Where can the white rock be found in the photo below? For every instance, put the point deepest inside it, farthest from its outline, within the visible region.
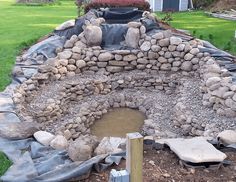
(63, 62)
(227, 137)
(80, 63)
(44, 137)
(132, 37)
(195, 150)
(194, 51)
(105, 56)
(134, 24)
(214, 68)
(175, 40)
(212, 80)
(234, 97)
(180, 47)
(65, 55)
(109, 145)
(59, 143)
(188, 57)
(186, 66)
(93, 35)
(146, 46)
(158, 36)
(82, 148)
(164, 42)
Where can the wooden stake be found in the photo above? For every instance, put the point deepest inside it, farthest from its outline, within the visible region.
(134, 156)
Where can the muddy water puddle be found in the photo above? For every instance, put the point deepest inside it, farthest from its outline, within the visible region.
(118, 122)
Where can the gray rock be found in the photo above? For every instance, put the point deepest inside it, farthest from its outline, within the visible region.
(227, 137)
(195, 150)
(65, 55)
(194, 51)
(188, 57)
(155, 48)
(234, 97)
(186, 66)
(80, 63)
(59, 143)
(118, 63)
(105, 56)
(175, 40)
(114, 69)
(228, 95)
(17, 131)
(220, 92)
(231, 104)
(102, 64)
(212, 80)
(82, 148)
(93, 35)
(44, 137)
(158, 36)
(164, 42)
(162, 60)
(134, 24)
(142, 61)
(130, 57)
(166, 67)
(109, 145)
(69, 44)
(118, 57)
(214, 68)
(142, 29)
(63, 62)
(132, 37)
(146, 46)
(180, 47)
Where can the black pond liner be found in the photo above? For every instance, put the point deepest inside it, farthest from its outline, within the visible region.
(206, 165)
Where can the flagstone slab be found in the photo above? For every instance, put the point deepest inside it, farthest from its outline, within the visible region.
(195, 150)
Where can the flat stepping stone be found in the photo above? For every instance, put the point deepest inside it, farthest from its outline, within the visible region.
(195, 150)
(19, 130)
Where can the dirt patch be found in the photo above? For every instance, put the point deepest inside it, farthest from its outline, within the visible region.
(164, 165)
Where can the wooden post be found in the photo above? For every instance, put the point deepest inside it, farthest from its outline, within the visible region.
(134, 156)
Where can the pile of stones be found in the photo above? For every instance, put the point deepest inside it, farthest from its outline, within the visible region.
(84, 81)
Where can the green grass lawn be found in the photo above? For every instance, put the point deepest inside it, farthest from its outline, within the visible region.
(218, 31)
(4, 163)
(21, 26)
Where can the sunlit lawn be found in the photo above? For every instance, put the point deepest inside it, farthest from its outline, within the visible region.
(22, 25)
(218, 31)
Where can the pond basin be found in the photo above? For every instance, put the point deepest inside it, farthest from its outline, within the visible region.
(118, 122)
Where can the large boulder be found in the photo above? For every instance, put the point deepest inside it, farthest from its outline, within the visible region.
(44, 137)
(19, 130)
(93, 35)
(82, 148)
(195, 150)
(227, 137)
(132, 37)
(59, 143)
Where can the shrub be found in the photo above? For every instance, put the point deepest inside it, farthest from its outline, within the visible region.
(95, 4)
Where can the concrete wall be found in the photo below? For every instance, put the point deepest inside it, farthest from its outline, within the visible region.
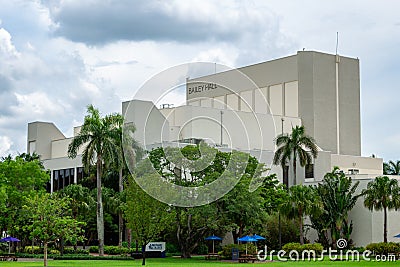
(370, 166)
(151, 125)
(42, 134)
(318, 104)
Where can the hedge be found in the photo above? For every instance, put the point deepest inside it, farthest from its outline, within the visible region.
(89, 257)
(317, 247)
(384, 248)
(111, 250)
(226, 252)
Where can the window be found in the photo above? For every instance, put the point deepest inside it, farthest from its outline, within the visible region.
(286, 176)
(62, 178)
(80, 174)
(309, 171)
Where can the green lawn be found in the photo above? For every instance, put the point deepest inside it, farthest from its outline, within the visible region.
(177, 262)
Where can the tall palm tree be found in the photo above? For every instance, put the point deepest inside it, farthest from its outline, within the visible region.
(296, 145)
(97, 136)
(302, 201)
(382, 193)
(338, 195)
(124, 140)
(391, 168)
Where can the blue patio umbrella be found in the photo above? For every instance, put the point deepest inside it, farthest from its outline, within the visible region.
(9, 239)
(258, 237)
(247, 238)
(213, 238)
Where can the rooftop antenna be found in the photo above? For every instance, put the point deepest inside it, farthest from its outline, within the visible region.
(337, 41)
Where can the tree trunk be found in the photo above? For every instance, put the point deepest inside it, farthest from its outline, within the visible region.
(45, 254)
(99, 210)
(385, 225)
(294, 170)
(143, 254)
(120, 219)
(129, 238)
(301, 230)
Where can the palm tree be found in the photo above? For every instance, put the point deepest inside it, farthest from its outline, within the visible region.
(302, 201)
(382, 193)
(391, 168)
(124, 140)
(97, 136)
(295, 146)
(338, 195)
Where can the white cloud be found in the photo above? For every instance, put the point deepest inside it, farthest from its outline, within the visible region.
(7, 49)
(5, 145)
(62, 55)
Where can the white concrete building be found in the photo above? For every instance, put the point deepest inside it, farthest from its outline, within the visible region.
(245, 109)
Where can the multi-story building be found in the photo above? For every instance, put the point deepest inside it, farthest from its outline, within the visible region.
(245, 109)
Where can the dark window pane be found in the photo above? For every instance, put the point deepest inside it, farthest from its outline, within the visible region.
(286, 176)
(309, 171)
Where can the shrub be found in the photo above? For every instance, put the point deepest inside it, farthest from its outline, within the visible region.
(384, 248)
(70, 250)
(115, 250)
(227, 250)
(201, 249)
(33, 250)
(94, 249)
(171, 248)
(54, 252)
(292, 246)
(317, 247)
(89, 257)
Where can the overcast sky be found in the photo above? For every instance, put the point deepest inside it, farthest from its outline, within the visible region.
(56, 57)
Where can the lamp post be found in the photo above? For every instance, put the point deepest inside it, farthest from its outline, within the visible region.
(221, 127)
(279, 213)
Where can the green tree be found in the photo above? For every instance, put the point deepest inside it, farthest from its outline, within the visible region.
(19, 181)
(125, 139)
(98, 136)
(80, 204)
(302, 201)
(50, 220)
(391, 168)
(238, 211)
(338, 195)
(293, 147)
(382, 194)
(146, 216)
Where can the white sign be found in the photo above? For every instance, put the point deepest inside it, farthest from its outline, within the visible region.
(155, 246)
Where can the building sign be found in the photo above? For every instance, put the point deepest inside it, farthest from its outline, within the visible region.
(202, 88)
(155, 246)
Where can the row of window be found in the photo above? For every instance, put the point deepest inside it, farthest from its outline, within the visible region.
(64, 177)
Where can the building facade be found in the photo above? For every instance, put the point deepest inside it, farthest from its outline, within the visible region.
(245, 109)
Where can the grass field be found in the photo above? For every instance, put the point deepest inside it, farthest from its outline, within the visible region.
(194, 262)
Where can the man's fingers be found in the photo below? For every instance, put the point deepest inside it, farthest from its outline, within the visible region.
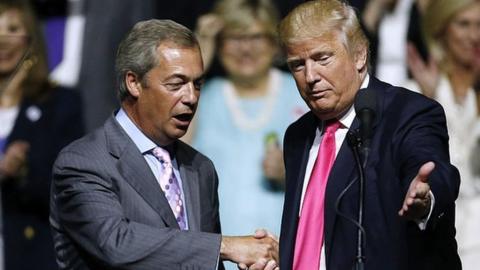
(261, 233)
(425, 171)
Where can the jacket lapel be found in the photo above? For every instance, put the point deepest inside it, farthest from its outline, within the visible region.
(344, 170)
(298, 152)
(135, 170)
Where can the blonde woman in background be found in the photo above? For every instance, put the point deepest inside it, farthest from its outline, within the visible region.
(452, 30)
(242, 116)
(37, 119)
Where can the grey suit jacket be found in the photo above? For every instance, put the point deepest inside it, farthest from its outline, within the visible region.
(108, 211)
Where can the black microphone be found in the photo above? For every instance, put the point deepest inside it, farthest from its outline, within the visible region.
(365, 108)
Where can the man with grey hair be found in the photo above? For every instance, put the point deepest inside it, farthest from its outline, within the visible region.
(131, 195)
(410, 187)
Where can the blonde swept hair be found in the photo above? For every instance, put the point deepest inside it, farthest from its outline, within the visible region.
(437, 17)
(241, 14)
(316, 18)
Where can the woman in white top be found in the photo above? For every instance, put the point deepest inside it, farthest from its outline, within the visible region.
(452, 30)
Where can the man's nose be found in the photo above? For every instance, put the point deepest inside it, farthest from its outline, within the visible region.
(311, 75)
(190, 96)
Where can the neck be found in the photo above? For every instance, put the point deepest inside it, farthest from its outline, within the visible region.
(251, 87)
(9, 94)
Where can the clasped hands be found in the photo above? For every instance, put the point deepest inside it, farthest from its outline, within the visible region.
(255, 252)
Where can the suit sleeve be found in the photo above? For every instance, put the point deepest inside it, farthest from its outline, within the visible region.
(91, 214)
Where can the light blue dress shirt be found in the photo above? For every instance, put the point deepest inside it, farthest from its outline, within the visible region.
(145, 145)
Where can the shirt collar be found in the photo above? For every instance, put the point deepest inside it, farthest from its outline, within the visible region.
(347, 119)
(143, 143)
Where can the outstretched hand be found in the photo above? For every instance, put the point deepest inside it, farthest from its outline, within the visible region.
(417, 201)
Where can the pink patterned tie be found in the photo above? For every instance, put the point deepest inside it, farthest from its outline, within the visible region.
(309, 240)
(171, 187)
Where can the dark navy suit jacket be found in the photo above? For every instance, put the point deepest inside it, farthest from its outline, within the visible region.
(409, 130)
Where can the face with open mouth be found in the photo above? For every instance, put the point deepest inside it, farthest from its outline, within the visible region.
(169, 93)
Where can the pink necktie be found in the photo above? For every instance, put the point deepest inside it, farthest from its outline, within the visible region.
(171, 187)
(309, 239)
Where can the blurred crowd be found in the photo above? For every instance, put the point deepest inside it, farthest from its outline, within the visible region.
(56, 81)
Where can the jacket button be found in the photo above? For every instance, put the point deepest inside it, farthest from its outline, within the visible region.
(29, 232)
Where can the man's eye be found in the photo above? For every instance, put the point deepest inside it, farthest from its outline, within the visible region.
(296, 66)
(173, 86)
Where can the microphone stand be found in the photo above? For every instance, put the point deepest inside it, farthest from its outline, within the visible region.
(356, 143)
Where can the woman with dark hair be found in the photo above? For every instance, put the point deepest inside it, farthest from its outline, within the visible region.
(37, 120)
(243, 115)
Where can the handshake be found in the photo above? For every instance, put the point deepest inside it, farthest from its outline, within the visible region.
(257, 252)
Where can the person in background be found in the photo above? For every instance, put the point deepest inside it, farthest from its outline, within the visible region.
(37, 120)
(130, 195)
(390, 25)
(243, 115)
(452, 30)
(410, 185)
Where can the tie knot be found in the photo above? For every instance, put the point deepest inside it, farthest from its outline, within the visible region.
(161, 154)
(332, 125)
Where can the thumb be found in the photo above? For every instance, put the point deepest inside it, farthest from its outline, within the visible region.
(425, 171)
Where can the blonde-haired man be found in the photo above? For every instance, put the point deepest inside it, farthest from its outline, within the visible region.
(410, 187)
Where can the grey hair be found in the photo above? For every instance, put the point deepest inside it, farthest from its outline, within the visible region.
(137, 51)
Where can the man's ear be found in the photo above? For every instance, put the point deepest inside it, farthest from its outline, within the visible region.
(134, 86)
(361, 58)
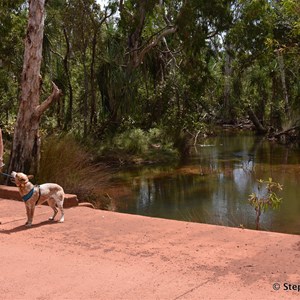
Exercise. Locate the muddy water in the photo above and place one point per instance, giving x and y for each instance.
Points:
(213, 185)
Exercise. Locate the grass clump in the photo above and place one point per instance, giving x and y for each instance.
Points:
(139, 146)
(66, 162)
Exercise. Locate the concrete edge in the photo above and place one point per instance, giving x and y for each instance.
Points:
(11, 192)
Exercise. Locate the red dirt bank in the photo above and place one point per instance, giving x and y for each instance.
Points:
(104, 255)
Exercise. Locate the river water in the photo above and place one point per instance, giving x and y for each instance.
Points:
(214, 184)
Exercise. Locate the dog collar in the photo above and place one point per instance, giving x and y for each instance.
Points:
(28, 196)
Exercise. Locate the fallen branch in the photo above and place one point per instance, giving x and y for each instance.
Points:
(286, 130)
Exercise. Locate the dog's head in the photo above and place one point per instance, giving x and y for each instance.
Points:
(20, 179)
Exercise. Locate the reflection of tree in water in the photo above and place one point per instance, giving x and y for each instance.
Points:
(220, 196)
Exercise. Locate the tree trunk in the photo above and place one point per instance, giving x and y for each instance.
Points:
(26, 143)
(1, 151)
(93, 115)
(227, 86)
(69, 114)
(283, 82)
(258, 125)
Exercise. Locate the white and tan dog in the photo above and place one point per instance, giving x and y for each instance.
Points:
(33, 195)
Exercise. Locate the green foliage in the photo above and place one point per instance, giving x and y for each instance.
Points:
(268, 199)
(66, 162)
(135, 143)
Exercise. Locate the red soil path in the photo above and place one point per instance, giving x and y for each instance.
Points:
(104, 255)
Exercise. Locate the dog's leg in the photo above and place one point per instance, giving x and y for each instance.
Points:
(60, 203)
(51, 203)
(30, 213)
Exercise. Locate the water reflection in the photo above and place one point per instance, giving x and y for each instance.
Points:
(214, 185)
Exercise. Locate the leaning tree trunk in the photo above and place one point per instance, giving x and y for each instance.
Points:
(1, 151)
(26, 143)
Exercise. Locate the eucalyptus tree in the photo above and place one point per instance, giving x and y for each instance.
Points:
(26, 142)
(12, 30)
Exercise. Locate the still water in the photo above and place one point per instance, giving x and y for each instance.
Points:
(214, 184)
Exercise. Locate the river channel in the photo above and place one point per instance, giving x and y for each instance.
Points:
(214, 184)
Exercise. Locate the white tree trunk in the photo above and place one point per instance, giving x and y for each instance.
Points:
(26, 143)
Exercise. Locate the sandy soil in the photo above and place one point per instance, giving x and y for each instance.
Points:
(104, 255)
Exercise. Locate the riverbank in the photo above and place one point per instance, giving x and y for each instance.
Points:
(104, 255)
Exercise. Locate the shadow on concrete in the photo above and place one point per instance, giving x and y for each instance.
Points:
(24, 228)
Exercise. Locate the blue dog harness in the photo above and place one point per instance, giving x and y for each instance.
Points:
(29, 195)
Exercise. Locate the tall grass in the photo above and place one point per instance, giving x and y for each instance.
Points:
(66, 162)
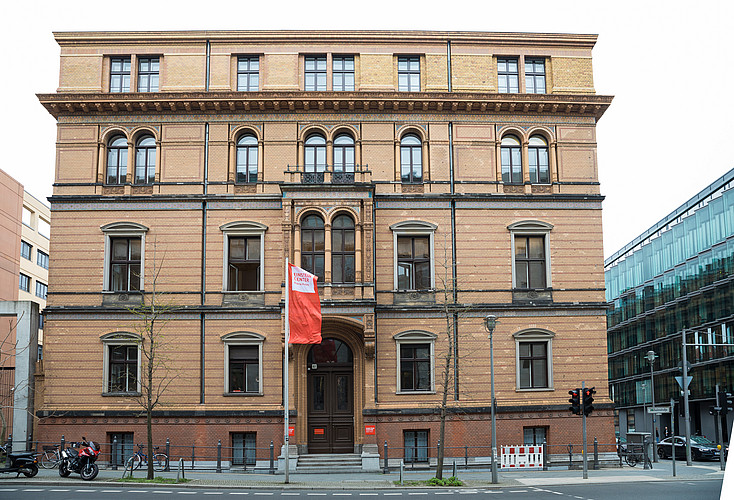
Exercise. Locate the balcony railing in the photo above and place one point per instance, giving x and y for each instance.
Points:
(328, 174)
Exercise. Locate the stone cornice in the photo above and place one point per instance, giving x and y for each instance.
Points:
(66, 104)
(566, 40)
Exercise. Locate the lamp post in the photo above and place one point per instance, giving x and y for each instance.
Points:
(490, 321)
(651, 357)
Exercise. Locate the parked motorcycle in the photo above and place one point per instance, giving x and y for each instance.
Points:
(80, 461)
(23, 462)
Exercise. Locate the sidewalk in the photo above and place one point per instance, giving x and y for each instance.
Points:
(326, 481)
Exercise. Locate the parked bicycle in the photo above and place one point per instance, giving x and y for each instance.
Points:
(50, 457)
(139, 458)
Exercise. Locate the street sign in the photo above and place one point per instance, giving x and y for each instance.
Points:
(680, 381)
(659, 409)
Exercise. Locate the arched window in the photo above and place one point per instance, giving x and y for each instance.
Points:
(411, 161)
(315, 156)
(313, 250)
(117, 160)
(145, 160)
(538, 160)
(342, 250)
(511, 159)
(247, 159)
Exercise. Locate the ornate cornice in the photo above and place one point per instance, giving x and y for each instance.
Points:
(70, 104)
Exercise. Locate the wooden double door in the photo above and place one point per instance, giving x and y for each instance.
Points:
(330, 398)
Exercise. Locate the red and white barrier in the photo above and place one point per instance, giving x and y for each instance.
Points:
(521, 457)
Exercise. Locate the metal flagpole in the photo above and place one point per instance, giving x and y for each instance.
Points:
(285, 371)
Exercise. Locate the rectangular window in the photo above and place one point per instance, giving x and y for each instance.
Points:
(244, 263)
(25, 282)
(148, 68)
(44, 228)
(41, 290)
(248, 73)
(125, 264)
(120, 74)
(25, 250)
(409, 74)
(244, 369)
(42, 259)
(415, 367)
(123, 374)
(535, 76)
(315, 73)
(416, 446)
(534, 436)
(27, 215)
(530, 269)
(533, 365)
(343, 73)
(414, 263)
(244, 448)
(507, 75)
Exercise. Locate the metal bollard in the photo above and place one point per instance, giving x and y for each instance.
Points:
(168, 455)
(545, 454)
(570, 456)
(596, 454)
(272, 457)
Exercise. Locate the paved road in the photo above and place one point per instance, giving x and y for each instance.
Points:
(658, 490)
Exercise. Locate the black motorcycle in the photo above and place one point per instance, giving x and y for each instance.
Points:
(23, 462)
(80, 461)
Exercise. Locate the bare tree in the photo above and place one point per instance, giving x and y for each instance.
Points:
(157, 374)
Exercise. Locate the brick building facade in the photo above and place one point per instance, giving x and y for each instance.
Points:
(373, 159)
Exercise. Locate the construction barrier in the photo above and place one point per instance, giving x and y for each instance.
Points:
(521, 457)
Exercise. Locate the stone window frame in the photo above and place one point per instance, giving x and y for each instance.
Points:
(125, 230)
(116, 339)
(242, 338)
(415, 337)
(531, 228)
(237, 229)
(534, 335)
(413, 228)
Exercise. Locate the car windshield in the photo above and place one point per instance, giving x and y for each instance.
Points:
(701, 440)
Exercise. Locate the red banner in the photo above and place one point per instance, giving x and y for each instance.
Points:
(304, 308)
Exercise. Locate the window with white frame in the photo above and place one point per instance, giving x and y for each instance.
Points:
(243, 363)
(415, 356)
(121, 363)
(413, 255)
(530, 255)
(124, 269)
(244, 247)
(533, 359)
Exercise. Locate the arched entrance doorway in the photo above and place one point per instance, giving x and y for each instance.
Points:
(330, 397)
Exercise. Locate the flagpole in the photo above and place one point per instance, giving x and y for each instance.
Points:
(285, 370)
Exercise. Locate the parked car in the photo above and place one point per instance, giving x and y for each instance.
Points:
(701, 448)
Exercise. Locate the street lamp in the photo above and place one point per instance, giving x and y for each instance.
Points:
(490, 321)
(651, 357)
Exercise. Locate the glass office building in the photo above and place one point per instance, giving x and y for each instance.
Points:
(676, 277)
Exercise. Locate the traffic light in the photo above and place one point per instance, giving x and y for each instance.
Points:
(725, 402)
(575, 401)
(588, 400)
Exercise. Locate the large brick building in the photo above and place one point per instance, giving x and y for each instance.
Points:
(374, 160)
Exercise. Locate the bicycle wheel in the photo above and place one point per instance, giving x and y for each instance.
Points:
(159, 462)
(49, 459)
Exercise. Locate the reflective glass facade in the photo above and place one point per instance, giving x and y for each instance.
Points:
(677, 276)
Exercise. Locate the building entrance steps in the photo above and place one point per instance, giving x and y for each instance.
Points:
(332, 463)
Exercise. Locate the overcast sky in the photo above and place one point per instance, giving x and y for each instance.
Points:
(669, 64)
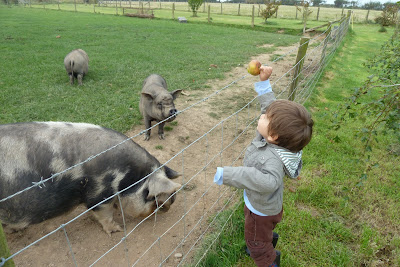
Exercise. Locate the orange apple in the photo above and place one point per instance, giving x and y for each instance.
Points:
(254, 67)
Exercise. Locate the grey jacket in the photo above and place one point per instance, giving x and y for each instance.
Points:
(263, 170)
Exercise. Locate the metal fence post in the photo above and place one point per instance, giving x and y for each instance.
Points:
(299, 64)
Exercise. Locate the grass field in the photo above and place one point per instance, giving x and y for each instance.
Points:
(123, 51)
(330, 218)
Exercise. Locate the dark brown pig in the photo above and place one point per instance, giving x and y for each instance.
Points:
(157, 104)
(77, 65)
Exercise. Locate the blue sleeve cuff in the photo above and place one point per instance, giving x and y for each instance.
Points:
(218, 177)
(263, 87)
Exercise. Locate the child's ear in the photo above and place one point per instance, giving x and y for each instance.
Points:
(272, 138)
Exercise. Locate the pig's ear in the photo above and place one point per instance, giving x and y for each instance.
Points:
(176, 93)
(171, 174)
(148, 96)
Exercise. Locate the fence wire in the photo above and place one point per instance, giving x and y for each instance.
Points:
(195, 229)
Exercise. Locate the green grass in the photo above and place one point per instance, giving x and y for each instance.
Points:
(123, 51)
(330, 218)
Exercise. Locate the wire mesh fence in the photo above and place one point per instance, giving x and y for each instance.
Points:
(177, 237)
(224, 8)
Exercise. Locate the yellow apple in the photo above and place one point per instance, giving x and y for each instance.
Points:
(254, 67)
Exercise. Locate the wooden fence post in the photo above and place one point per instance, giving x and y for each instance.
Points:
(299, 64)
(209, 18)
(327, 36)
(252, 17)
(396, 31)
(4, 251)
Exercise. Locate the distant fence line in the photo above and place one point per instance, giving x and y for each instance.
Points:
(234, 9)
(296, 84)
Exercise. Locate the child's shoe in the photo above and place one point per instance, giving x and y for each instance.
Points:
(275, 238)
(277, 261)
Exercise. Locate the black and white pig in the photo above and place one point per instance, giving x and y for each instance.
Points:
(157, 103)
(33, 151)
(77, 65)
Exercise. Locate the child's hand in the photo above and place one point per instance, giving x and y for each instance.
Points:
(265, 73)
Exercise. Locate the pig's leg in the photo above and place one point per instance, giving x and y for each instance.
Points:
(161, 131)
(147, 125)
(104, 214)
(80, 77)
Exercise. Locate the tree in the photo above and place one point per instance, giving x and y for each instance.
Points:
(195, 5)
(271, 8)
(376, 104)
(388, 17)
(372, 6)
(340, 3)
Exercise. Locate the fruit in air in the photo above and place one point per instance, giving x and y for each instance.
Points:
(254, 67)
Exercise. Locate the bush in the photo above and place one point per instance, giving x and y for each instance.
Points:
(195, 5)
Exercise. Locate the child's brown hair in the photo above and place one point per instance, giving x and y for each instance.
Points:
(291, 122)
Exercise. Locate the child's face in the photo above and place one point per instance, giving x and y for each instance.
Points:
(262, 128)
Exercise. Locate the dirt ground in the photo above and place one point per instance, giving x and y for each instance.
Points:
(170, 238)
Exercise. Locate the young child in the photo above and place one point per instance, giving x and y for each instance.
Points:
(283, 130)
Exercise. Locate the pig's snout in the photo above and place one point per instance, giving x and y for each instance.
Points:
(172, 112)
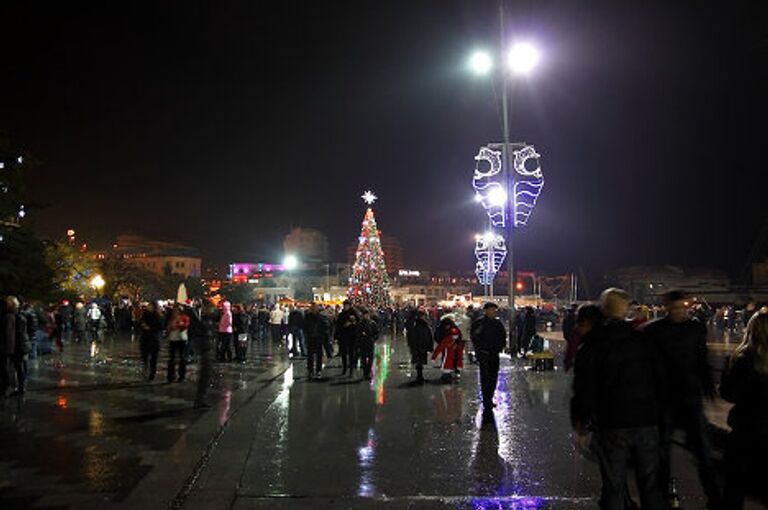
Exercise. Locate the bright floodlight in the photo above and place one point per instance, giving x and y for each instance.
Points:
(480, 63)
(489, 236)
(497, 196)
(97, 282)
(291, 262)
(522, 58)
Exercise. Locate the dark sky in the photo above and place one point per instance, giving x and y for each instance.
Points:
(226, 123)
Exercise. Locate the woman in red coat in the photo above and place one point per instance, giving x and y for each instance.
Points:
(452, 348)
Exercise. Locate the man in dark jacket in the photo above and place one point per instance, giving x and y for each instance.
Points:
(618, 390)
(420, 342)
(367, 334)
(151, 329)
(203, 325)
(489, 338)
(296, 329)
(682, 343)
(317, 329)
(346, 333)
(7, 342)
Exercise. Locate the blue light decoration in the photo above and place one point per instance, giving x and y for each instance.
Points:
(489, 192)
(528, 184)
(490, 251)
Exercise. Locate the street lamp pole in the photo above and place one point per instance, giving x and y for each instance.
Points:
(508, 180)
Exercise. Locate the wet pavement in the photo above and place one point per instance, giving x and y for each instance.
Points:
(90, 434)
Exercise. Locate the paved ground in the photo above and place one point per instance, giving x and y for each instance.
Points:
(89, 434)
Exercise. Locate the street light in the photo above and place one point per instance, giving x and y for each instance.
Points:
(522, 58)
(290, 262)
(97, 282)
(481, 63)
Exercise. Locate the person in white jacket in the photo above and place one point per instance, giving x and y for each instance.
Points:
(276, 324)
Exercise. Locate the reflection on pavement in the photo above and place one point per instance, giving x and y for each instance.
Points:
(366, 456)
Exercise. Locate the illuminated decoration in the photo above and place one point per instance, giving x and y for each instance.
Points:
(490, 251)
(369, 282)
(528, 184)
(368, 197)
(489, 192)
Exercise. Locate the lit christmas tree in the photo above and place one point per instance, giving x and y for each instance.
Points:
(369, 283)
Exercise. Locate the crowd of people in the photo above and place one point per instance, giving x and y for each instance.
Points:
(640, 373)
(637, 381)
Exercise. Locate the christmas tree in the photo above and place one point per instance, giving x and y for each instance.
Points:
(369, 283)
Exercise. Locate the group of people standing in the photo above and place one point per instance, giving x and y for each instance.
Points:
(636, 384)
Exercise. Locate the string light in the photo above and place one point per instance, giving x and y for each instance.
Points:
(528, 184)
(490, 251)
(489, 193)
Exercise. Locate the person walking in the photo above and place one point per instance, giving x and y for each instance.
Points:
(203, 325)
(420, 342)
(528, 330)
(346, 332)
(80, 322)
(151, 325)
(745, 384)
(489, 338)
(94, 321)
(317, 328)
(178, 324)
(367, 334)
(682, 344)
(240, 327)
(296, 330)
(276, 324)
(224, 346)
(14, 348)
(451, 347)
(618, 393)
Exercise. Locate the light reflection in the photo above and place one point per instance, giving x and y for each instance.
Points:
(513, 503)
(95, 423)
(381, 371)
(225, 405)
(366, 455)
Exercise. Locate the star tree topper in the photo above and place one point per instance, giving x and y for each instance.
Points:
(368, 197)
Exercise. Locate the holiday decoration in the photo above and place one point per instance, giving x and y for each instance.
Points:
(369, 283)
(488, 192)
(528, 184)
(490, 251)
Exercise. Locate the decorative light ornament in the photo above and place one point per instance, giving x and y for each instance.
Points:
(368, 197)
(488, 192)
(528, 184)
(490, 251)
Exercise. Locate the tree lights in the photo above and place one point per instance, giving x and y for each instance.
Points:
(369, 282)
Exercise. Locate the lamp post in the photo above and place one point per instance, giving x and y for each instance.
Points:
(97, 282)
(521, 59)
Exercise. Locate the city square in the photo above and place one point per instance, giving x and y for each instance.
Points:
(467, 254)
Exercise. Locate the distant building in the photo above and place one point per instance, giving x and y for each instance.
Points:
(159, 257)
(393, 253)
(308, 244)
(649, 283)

-*-*-

## About this exercise
Filter the entries above down to the lines containing the word "wire".

## Answer space
Exercise. Locate the fence wire in the photo above and place one point per instance, giving x and y for each instance.
Exercise. Locate the wire mesh fence in the photo above and place one point per instance, giving x and y for each instance.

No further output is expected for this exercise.